##### AUSGEWÄHLTER AUSZUG #####

Auf die FDP ist Verlass. Noch gestern hatte Lars Feld, ein enger Berater von Finanzminister Christian Lindner, ein Aussetzen der Schuldenbremse ausgeschlossen. Heute tritt Lindner vor die Mikrofone und verkündet, dass genau diese Schuldenbremse im Grunde nicht mehr existiert.
Seine Worte wählt Lindner dabei mit Bedacht. Von einer Aussetzung, von einem Bruch der Schuldenbremse spricht der Finanzminister explizit nicht. Doch die Medienlandschaft hat die eigentliche, die implizite Botschaft direkt verstanden.
In den vergangenen Tagen hatten sich insbesondere die Grünen in Stellung gebracht, redeten jene „Notlage“ herbei, derentwegen man nun neue Schulden aufnehmen müsse. Genau dieses Narrativ will die Bundesregierung nunmehr übernehmen. Von einer „außergewöhnlichen Notlage“ sprach Lindner auch für dieses Jahr 2023.
Dass ein solcher nonchalanter Umgang mit der Haushaltsgesetzgebung die Katastrophe erst heraufbeschworen hat, das verdrängt die Bundesregierung – oder will neuerlich täuschen. Notlagen sind ein Stück weit wie Krankheiten. Beim letzten Mal wollte der ehemalige Corona-Patient uns weismachen, dass er das übrige Geld für Klimaschutz verwenden könne. Nun, am Jahresende, fällt der Koalition plötzlich auf, dass sie das ganze Jahr krank war und möchte rückwirkend Kassenleistung.

#####

WAS VERLANGT WIRD
Schreiben Sie den Text über die Schuldenbremse im Anschluss an seinen letzten Satz weiter. Die anschließende Liste hat mit dem Text über die Schuldenbremse nichts zu tun.

##### BEREITGESTELLTES MATERIAL #####

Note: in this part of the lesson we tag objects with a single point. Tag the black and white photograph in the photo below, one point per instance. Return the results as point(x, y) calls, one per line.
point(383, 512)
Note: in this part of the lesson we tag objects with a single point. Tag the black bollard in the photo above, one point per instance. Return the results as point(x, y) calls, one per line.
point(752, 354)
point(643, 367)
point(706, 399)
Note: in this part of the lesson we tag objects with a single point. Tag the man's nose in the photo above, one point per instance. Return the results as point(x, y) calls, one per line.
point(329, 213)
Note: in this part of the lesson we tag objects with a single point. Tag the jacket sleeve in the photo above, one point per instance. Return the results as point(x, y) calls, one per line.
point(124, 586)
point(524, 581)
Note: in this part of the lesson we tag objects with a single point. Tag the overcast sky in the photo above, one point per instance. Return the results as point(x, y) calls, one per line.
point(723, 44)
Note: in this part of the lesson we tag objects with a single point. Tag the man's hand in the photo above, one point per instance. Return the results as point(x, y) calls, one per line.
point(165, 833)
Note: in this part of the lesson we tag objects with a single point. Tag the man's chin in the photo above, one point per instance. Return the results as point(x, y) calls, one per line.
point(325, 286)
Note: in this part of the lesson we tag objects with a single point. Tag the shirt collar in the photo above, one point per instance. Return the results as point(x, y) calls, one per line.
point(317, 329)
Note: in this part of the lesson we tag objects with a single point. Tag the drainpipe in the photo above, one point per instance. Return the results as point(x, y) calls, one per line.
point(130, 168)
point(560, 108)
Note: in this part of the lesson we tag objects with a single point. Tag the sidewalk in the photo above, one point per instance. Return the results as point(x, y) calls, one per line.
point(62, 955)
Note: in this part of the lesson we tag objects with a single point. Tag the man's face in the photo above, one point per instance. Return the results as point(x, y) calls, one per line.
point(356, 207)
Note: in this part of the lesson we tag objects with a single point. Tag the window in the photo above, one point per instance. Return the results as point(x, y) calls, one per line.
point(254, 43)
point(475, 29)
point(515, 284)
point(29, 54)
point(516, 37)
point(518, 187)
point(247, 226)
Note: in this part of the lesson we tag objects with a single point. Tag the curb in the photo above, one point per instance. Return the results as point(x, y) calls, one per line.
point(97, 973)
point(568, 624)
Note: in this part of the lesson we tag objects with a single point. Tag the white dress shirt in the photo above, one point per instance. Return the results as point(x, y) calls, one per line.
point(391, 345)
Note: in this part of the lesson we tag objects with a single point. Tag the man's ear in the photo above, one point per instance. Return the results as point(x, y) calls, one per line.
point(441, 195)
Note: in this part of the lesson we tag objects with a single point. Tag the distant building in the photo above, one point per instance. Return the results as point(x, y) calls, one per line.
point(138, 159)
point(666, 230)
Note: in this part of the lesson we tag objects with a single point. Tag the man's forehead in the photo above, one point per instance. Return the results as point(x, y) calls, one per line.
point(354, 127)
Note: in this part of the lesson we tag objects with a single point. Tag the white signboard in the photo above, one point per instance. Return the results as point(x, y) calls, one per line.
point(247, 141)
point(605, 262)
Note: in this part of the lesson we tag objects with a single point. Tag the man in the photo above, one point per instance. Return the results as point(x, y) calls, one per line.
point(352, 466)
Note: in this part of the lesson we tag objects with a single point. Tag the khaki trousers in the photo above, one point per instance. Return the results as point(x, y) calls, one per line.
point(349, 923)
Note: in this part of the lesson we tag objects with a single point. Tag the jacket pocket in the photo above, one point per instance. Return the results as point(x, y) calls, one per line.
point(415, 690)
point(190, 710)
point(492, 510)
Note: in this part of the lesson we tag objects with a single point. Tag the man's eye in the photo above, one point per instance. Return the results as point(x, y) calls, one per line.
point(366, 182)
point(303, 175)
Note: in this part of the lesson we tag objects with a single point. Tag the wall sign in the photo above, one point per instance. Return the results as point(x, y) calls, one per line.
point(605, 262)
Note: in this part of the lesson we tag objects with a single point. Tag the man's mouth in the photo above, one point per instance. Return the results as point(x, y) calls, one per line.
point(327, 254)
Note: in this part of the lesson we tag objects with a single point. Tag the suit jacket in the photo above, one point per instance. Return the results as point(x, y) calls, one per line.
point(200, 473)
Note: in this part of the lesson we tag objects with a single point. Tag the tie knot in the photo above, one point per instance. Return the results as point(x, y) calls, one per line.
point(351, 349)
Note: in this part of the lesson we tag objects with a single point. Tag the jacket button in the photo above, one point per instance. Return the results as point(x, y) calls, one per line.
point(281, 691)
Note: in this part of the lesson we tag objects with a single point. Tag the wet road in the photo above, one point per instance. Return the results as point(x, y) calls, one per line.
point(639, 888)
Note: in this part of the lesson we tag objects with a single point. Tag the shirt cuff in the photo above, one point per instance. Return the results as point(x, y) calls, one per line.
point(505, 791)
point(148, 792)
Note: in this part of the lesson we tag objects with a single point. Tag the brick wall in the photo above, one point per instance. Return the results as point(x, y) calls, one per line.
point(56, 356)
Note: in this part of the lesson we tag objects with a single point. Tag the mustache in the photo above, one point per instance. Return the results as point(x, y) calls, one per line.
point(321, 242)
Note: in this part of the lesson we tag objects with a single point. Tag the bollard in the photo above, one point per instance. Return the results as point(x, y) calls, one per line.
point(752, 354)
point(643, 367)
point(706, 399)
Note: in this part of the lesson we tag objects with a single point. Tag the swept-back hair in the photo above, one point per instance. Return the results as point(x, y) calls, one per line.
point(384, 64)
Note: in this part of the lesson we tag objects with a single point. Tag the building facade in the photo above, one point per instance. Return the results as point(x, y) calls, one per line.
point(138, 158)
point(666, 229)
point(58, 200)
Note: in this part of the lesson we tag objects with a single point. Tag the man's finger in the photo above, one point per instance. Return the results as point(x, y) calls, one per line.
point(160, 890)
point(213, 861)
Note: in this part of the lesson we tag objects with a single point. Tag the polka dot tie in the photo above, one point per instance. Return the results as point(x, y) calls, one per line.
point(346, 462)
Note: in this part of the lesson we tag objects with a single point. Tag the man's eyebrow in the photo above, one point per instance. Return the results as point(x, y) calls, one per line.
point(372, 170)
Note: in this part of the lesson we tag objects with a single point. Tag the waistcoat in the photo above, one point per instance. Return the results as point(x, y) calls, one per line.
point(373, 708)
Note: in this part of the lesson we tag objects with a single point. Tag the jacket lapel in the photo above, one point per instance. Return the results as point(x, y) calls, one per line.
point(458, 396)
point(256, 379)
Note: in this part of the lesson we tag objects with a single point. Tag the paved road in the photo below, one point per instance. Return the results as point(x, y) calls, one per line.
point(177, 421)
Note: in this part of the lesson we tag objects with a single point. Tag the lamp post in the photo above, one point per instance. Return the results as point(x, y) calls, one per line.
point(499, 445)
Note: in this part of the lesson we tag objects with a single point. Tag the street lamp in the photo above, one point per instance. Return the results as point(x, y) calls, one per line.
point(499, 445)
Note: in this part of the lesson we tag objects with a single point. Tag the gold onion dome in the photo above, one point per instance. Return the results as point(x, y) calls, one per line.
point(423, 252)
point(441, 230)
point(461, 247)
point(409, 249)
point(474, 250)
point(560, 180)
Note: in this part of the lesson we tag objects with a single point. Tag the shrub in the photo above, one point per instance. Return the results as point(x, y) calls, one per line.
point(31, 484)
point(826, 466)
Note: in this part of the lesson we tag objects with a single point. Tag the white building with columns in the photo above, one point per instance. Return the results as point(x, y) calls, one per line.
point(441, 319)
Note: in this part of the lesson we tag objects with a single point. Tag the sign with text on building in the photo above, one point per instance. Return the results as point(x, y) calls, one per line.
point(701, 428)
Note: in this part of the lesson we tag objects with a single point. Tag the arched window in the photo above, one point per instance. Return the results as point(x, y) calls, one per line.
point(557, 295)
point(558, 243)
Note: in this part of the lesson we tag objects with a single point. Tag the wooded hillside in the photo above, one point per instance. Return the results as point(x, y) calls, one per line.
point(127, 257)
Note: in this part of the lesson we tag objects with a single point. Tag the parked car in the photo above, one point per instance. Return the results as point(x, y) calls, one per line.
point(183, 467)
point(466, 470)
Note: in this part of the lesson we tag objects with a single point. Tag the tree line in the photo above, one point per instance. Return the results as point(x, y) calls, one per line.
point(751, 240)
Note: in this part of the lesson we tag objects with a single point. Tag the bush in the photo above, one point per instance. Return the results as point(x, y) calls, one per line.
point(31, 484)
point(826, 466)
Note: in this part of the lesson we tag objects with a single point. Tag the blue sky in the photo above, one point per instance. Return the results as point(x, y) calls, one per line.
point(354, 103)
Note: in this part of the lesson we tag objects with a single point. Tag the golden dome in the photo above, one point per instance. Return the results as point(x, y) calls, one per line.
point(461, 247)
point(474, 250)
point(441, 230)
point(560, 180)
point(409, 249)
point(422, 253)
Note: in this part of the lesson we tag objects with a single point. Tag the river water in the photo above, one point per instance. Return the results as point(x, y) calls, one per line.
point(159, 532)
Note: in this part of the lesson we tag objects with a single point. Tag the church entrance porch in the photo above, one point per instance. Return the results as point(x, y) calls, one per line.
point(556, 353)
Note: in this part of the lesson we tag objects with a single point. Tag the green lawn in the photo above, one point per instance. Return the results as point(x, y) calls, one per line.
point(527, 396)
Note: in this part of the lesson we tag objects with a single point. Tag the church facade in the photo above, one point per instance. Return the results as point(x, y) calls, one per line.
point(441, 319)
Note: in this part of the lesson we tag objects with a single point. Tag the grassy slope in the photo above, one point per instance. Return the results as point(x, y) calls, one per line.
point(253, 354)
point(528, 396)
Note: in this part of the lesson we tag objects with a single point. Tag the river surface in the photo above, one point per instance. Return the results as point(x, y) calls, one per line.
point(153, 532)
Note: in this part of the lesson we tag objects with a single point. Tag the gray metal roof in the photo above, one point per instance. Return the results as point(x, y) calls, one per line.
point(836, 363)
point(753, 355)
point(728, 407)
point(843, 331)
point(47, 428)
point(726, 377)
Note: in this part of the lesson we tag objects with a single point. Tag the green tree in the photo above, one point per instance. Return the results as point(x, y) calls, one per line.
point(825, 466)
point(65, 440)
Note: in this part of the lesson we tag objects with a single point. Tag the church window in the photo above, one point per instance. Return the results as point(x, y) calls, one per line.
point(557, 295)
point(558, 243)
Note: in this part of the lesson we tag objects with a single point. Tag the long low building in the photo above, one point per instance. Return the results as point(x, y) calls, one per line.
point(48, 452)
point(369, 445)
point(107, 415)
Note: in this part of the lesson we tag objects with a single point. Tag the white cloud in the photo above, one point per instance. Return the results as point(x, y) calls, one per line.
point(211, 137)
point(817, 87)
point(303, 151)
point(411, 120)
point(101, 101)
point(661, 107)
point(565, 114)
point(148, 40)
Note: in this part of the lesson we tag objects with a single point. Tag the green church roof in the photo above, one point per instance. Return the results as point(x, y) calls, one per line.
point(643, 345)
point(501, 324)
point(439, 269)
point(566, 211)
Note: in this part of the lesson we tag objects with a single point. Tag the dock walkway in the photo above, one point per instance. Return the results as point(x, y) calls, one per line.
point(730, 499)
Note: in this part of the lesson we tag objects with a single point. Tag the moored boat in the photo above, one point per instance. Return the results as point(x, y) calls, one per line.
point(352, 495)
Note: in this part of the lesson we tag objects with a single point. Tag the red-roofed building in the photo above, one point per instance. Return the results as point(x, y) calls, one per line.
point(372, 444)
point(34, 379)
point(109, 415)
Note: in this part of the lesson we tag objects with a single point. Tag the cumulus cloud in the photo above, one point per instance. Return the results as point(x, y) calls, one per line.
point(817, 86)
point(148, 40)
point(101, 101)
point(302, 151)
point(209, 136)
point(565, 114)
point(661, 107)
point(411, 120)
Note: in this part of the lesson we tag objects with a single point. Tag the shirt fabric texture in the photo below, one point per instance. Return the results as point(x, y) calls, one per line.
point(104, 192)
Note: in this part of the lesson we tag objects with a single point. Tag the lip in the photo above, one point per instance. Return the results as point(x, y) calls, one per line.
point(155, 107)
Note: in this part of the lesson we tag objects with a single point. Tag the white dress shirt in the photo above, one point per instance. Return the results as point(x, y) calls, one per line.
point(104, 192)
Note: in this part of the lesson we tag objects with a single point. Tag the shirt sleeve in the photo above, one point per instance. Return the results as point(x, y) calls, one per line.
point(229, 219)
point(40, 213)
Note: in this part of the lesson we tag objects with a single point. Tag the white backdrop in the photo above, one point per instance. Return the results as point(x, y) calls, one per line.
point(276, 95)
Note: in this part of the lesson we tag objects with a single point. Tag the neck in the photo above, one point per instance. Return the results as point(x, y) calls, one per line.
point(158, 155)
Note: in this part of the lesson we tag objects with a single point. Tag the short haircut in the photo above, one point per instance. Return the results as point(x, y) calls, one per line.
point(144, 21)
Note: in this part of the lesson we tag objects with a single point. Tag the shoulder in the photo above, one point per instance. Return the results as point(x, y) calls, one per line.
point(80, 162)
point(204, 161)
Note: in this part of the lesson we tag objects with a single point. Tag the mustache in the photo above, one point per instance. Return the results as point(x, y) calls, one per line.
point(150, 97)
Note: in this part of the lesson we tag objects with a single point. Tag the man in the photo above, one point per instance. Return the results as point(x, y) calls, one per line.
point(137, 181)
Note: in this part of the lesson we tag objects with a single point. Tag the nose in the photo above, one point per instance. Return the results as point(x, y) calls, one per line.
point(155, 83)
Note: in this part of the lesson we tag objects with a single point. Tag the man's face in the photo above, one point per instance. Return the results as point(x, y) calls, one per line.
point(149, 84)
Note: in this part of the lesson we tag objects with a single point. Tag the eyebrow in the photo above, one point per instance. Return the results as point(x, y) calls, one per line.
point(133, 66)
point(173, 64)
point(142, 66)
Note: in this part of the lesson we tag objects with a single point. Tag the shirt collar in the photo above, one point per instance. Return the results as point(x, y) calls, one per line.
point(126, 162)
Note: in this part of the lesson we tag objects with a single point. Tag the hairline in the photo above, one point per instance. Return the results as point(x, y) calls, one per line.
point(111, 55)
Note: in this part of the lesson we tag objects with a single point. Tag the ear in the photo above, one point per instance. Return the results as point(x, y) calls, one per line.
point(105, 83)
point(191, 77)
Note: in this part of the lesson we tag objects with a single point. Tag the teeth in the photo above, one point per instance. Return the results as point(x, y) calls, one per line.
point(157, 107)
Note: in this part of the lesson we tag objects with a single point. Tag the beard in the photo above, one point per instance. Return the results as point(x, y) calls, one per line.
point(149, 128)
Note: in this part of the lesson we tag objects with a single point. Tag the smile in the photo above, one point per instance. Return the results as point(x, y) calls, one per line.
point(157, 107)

#####

ANTWORT ZUR AUFGABE
Lindner hat angekündigt, nächste Woche einen Entwurf für einen Nachtragshaushalt 2023 vorzulegen. Es geht um einen zusätzlichen Betrag von 45 Milliarden Euro. Der Bundesfinanzminister äußerte sich zuversichtlich, den Nachtragshaushalt noch in diesem Jahr zu verabschieden. In diesem Jahr gibt es nur noch zwei mögliche Sitzungswochen. Heißt: die Ampel will diesen bereits jetzt zweifelhaften Nachtragshaushalt in Windeseile durchs Parlament peitschen – wohl in der Hoffnung, dass das Kleingedruckte nicht auffällt. Kommt einem dieses Motiv bekannt vor?
Dass die Ampel nichts gelernt hat, wird an der Äußerung deutlich, man wolle an den „Plänen in der Sozial-, Klima- und Wirtschaftspolitik festhalten“, vulgo: die Staatsausgaben bleiben dieselben, und weil die Bundesregierung nicht haushalten kann, braucht sie mehr Geld. Auch über einen Grundgesetzbruch. Vermutlich spekuliert die Ampel darauf, dass sie mit dem Haushalt so lange durchkommt, bis das Verfassungsgericht auch diesen wieder einkassiert. Auch eine Art der Haushaltspolitik. Aber sie verschafft Zeit.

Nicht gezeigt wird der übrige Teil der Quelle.